> ASSIGNMENT: Going down the data below, set down exactly the line with "out the illuminated" and each line after it through the line with "the yellow sunflower"; no other lines.

::: RECORDS FOR THIS EXERCISE :::

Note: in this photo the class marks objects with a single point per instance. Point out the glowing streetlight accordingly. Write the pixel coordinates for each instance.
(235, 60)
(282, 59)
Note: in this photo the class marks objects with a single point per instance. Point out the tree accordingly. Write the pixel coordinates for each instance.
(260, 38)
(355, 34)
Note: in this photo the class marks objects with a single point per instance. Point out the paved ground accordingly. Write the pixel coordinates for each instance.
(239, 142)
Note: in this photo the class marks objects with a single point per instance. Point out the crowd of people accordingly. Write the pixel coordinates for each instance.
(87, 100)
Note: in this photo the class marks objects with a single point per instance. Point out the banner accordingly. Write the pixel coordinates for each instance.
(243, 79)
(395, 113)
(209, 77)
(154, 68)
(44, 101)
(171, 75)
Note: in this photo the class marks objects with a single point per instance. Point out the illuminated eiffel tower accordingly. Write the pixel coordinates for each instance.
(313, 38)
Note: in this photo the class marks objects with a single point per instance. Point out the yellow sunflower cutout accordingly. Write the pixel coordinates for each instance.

:::
::: RECORDS FOR THIS EXERCISE :::

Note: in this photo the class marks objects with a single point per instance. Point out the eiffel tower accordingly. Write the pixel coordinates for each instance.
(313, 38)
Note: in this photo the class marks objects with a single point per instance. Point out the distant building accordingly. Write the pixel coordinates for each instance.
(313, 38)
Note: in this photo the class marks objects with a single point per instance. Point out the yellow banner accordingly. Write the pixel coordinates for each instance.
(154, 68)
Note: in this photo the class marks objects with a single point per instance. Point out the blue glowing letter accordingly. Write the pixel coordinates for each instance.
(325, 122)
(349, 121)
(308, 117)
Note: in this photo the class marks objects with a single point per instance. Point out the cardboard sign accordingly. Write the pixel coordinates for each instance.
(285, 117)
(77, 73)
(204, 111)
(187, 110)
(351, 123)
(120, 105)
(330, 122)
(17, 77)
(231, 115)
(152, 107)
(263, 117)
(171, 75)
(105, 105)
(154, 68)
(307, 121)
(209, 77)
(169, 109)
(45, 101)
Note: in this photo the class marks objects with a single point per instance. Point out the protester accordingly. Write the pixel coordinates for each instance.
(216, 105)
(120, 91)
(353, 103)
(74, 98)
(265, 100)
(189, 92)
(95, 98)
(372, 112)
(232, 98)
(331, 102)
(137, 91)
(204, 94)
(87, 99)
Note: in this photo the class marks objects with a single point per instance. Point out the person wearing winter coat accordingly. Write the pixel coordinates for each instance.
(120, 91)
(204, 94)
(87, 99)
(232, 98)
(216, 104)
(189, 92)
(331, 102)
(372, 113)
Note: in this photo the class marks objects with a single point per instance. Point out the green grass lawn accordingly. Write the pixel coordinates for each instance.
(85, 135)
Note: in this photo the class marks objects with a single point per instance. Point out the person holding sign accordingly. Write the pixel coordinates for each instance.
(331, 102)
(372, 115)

:::

> ANSWER SPACE:
Note: in this photo the class marks objects with a single point per instance. Point out the illuminated eiffel tower accordingly. Write the pixel coordinates for each instance.
(313, 38)
Note: in this photo the class marks objects with a single point per instance. Point out the yellow sunflower cutout accordingly. Write the pixel coordinates for each instance.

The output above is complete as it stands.